──────── The input ────────

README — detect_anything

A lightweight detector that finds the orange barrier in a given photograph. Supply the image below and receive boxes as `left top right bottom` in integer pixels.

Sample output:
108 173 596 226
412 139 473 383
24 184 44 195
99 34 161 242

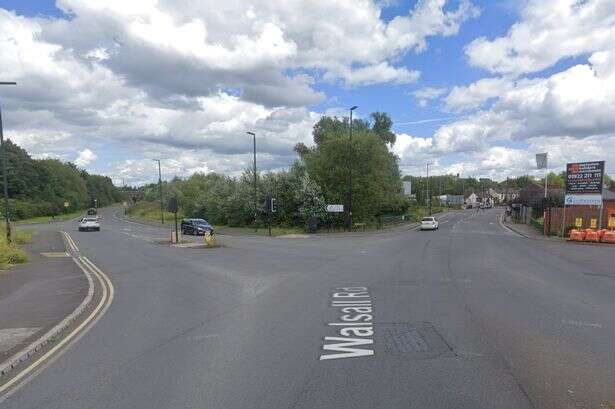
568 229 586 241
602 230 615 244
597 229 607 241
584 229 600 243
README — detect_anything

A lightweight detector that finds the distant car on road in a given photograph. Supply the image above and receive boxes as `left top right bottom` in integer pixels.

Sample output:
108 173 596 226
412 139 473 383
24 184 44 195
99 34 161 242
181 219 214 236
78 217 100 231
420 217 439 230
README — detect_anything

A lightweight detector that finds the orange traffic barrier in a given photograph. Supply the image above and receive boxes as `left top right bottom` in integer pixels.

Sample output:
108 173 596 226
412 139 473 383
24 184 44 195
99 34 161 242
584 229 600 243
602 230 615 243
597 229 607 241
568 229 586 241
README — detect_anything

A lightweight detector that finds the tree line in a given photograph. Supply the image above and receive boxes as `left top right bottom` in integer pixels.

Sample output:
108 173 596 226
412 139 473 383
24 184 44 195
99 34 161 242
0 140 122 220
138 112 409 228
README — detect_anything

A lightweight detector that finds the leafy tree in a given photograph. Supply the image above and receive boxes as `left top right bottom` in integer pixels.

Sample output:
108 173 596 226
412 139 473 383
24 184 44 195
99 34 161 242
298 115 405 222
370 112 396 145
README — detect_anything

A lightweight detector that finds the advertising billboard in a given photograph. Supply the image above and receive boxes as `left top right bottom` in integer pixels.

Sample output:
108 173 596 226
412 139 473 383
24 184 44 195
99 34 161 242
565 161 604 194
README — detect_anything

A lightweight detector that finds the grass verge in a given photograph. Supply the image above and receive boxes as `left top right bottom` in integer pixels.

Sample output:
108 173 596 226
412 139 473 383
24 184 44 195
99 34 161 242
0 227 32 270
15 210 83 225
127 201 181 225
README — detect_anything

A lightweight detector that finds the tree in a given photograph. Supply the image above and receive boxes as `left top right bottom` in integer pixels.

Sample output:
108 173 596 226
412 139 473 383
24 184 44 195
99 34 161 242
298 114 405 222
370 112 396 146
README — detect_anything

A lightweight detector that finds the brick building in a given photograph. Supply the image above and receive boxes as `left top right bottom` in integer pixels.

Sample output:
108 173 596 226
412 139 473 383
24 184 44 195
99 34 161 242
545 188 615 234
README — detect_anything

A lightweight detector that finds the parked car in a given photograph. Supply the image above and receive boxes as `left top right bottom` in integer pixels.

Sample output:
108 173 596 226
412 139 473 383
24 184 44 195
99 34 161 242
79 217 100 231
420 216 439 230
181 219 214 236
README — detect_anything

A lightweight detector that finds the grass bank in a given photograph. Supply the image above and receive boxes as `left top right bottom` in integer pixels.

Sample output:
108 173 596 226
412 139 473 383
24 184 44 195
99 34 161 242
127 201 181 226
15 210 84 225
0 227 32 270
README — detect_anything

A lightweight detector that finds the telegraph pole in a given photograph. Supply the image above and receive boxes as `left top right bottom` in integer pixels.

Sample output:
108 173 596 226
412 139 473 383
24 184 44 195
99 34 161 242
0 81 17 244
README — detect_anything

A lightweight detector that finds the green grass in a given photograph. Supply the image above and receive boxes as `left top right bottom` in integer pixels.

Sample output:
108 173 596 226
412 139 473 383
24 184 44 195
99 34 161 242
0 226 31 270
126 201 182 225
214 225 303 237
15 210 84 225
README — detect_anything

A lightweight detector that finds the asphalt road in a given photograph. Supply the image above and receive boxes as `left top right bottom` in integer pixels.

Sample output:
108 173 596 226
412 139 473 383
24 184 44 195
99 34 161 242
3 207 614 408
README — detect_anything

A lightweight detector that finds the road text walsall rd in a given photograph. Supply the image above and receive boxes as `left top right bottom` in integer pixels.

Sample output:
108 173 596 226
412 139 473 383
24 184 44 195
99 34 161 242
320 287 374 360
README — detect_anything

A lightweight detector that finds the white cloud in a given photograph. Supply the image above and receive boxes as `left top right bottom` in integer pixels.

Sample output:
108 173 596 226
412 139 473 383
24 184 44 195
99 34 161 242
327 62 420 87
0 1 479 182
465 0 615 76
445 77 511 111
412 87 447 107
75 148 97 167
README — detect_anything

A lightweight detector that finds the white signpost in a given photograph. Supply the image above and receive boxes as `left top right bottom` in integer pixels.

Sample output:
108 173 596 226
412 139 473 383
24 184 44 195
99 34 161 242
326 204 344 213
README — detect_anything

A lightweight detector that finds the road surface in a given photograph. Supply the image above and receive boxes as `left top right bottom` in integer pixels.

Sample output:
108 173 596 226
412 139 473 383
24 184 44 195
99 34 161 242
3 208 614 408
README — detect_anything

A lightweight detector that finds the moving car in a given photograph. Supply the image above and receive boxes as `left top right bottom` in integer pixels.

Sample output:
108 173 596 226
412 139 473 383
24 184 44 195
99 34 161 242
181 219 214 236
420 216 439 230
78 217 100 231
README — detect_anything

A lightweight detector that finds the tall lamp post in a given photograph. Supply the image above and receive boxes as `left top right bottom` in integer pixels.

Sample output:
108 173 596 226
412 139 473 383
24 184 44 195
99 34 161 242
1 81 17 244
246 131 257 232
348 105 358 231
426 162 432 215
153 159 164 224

────────
──────── The input ────────

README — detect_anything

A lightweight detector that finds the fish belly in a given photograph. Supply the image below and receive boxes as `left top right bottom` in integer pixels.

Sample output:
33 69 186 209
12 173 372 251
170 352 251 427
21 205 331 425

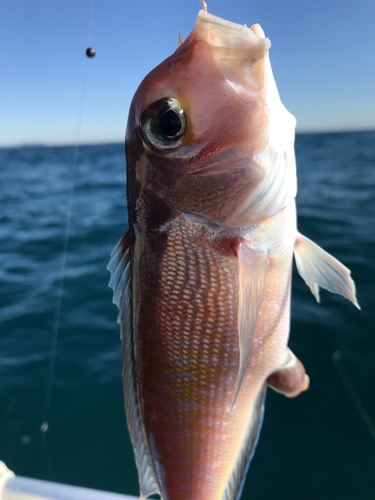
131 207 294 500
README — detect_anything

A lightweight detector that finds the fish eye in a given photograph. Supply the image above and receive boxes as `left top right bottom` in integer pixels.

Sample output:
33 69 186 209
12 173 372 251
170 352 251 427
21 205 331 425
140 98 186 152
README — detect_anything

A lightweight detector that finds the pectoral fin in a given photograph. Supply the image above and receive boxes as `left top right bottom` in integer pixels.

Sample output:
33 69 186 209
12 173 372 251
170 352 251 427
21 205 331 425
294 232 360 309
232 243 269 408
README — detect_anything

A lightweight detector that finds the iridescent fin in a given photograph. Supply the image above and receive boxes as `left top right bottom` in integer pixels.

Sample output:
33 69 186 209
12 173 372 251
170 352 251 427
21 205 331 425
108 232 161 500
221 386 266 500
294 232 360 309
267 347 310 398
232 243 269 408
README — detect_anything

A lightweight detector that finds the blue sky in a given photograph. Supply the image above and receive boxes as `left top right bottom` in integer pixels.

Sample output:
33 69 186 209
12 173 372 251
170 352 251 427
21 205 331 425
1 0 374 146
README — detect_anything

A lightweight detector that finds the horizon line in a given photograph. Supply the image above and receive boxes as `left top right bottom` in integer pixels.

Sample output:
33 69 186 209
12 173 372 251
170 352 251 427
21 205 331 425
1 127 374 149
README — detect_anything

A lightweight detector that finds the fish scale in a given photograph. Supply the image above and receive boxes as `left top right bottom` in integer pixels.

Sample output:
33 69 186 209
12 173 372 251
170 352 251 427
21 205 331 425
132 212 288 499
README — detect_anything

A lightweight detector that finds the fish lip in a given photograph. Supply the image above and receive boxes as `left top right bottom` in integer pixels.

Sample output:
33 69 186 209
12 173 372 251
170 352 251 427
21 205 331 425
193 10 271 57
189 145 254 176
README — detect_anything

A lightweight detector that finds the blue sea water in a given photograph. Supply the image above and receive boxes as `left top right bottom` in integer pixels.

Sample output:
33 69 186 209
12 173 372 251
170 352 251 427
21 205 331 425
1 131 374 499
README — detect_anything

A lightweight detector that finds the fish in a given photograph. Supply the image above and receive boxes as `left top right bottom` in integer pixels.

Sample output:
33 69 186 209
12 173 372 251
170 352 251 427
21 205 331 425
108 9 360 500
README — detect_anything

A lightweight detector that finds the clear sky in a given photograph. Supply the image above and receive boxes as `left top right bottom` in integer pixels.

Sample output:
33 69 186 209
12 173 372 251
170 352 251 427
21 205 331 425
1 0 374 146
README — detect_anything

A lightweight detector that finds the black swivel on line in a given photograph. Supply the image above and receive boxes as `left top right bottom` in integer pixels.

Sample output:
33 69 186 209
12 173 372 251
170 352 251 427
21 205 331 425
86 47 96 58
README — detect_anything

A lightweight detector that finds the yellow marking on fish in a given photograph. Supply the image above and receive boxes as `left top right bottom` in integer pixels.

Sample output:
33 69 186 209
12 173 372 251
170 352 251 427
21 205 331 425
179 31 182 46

────────

• What you have to do
Where a line of the records above holds the word "below", copy that line.

• Expected answer
A lightweight detector that finds the orange barrier in a given photograph. Supply the image below and receive boxes as `left top right bottom` in integer pixels.
A lightweight detector that finds the fish belly in a given photograph. Supply the image below and receive boxes as `left top right bottom` in integer pixels.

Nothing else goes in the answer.